> **WRITTEN INSTRUCTION**
Starting at the line containing "Task: indicate the ceiling" and ending at the line containing "x=207, y=99", with both of those lines included, lay out that part of the listing below as a JSON list of strings, one string per line. Skip blank lines and leave out the pictures.

> **RECORDS SUPPLIED**
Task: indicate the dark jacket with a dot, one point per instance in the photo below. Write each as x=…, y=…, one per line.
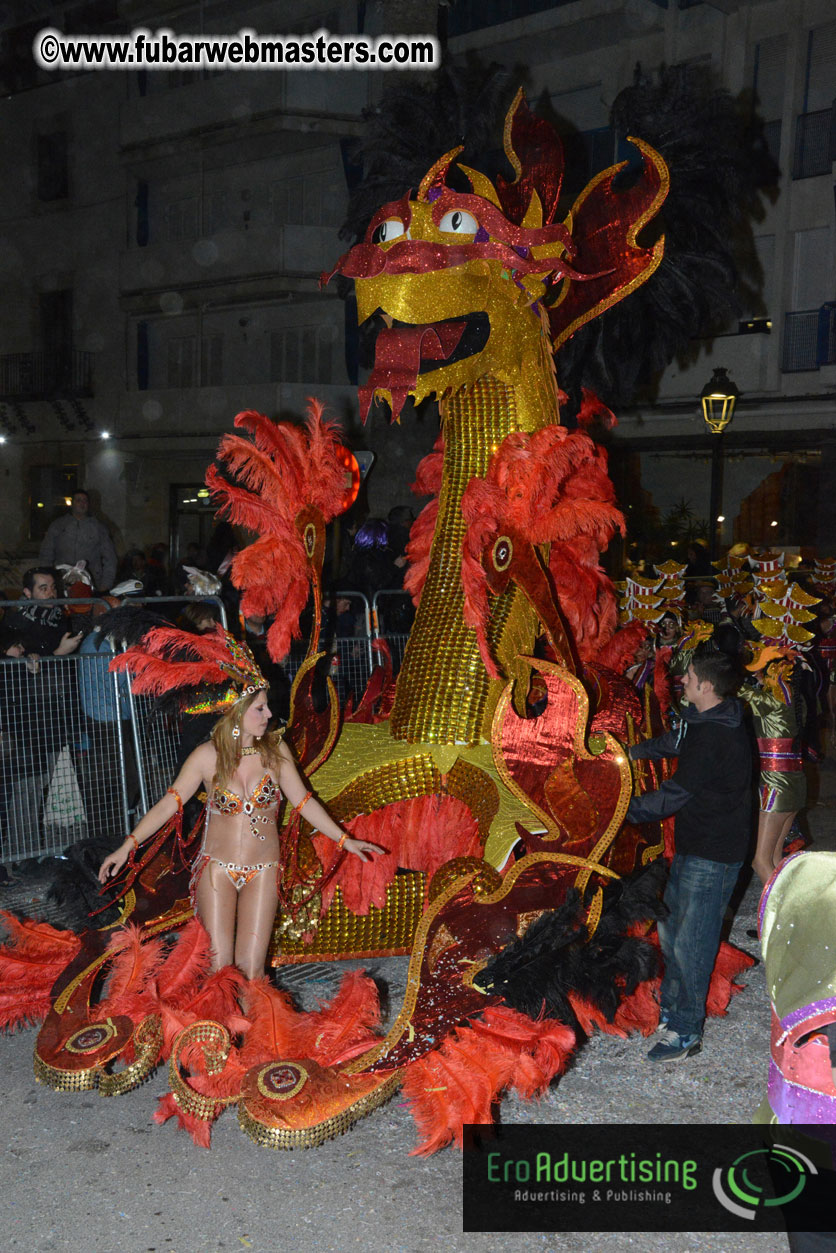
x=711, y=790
--
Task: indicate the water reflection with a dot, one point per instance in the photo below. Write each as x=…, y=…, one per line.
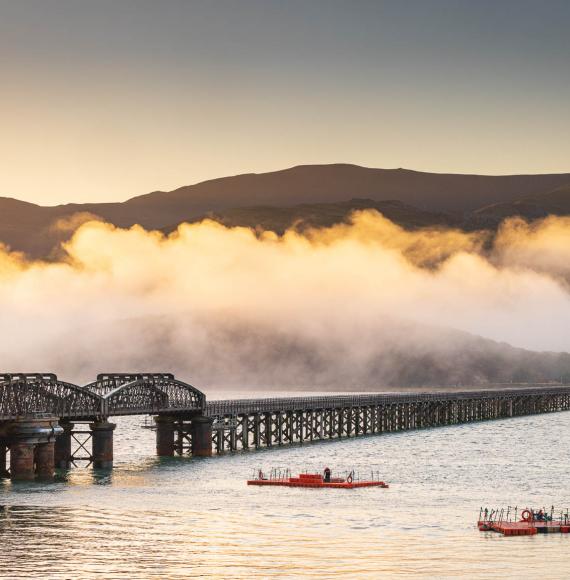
--
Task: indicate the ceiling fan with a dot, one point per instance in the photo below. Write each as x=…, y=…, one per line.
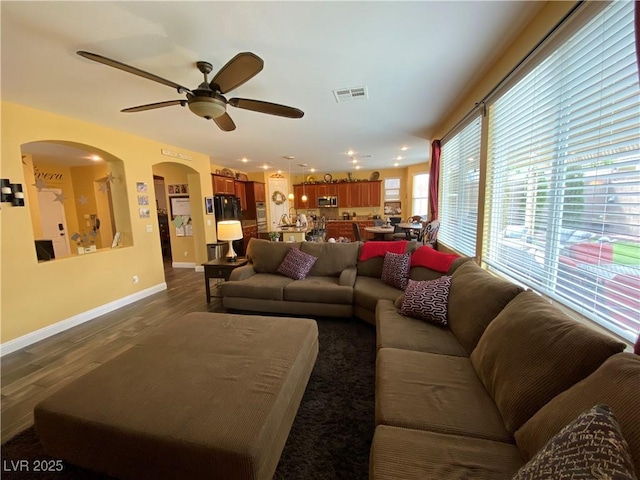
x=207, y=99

> **EXERCISE RESPONSE**
[
  "Task: indicate the ceiling fan with a dot, one point per instance in the photo below. Write each as x=…, y=…, one per line.",
  "x=207, y=99"
]